● Task to complete: Return exactly the final stretch of the records below, opening with the line that contains "find the textured" and closing with the last line.

----- Dataset

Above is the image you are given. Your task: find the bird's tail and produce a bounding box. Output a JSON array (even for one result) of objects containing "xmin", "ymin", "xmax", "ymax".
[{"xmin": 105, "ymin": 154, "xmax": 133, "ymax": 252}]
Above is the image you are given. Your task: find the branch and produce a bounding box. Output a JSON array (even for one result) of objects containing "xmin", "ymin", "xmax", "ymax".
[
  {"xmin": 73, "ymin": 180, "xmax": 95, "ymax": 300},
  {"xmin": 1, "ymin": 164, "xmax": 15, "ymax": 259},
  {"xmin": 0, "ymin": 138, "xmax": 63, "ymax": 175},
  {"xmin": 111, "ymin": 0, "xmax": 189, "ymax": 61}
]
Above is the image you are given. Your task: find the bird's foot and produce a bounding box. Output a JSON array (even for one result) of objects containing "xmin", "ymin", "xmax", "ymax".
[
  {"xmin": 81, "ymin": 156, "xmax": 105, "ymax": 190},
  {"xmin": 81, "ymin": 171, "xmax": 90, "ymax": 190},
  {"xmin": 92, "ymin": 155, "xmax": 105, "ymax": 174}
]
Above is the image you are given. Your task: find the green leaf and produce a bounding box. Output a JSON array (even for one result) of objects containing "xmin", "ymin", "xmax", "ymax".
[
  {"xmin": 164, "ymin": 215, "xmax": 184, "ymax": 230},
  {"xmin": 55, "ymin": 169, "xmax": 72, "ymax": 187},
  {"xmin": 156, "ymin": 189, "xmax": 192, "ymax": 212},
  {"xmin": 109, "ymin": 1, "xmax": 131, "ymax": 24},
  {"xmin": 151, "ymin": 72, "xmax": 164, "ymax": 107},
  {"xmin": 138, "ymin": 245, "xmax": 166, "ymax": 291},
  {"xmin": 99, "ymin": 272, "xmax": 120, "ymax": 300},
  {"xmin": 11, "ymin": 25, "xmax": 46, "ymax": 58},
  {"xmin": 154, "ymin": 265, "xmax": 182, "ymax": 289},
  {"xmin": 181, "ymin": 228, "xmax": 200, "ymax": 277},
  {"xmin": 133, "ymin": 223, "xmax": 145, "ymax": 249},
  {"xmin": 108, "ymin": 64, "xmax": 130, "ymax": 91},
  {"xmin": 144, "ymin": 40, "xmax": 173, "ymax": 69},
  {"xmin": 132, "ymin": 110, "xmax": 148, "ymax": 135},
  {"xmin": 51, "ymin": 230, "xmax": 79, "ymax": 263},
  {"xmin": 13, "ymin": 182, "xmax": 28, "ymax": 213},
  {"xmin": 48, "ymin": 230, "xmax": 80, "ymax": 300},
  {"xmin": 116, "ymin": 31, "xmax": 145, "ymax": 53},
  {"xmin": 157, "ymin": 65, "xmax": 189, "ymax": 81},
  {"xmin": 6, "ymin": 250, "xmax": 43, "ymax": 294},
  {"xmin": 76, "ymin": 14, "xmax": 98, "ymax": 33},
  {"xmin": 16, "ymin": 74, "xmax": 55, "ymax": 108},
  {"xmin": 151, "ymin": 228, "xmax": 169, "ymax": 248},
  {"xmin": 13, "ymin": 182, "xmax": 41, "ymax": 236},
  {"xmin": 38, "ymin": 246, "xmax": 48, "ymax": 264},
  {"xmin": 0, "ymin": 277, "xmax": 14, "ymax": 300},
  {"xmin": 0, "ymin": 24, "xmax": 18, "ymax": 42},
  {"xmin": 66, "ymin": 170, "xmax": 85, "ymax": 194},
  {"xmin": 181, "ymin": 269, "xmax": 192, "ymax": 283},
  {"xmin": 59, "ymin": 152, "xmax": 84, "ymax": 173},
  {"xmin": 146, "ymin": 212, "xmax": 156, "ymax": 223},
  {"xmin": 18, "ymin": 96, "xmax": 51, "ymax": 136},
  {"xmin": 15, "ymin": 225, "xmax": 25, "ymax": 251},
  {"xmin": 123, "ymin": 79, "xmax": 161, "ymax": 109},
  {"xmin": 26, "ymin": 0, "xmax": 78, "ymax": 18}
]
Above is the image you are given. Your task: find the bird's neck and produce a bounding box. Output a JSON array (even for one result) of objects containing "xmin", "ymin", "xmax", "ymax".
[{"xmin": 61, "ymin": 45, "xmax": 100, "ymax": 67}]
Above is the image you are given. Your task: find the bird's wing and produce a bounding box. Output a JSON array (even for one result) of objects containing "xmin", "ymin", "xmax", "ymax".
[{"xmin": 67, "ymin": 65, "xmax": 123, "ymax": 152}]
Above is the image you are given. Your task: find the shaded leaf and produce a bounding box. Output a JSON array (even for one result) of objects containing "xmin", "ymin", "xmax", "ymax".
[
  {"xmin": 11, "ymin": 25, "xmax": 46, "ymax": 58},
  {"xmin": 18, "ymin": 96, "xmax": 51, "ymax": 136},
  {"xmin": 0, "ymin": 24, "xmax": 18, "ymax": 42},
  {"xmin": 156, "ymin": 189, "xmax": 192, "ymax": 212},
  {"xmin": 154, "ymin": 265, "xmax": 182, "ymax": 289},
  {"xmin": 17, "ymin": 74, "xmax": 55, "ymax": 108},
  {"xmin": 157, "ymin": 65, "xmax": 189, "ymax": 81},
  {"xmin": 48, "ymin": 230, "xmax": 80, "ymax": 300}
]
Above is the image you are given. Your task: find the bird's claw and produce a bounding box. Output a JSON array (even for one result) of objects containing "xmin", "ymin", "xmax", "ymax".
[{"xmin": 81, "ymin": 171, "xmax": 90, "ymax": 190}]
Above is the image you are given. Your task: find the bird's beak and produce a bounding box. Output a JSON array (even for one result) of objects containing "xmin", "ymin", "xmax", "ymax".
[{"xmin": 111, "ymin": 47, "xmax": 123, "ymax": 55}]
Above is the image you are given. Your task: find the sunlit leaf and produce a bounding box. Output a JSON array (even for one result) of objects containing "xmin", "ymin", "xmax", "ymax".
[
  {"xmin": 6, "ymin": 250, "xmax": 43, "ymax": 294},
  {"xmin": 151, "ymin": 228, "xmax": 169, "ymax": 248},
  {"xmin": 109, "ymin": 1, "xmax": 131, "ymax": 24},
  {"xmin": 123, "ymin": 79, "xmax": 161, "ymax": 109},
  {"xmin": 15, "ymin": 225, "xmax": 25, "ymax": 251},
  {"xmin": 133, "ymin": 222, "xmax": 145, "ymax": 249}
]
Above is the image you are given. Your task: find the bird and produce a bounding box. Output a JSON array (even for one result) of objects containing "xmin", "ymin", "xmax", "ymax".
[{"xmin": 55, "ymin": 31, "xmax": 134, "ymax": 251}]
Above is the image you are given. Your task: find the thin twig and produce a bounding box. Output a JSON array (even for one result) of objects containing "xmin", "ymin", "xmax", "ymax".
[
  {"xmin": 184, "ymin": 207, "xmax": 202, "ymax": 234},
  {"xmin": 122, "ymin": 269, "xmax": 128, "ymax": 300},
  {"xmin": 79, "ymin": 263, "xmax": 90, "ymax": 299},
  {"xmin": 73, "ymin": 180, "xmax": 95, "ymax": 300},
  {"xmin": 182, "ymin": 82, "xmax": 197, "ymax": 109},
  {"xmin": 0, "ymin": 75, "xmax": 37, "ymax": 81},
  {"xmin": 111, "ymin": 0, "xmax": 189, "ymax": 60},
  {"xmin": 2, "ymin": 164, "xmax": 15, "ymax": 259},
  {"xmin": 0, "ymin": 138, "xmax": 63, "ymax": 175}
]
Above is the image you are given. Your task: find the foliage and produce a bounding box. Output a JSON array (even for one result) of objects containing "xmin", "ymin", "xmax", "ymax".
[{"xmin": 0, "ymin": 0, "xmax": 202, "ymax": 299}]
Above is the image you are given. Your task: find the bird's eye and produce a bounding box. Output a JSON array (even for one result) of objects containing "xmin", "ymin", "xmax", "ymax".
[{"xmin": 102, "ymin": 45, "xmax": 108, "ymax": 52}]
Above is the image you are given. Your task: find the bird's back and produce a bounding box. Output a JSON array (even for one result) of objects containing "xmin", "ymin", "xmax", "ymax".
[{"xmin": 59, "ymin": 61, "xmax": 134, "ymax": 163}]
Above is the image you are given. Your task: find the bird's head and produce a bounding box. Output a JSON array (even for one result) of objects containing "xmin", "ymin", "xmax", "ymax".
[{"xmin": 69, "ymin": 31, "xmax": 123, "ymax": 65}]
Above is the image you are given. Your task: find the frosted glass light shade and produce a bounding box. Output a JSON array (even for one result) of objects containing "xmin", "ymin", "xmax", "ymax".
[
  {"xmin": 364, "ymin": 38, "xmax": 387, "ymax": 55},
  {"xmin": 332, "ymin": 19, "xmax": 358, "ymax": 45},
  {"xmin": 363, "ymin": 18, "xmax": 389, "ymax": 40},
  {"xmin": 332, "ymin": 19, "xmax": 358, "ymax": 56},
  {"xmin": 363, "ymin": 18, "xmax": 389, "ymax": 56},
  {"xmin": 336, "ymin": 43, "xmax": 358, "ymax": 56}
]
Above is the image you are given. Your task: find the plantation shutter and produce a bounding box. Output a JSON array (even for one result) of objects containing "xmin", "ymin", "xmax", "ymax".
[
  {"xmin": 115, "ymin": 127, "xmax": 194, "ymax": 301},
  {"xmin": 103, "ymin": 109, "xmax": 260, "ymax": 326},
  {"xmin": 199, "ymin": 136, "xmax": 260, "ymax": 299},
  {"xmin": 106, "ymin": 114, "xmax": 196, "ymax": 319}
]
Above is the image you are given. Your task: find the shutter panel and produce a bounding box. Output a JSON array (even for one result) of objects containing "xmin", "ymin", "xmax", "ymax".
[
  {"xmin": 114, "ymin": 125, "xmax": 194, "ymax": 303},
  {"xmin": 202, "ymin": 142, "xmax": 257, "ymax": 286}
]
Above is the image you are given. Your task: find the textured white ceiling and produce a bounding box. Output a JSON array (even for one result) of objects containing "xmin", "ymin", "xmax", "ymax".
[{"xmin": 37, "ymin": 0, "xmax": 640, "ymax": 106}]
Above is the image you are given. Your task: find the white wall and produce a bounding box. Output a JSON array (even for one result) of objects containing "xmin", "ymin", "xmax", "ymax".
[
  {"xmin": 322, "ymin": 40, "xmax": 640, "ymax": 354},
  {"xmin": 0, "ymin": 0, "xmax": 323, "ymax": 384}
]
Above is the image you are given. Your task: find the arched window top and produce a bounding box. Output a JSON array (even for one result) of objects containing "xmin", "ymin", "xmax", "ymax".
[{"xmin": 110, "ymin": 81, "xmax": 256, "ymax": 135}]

----------

● Response box:
Above is the image you are given. Your task: find the textured white ceiling and produce a bounding box. Output a JSON array (even for one result) of objects containing "xmin", "ymin", "xmax", "ymax".
[{"xmin": 37, "ymin": 0, "xmax": 640, "ymax": 106}]
Above is the image you are given. Your task: find the white wall and produce a bounding box. Output a JSON array (even for one result) of objects containing "xmin", "ymin", "xmax", "ymax".
[
  {"xmin": 322, "ymin": 40, "xmax": 640, "ymax": 354},
  {"xmin": 0, "ymin": 0, "xmax": 323, "ymax": 384}
]
Above is the image you are given. Your task: find the arched window top and produce a bounding box. Output a JSON array (even for one result) of objects containing "xmin", "ymin", "xmax", "ymax".
[{"xmin": 110, "ymin": 81, "xmax": 256, "ymax": 135}]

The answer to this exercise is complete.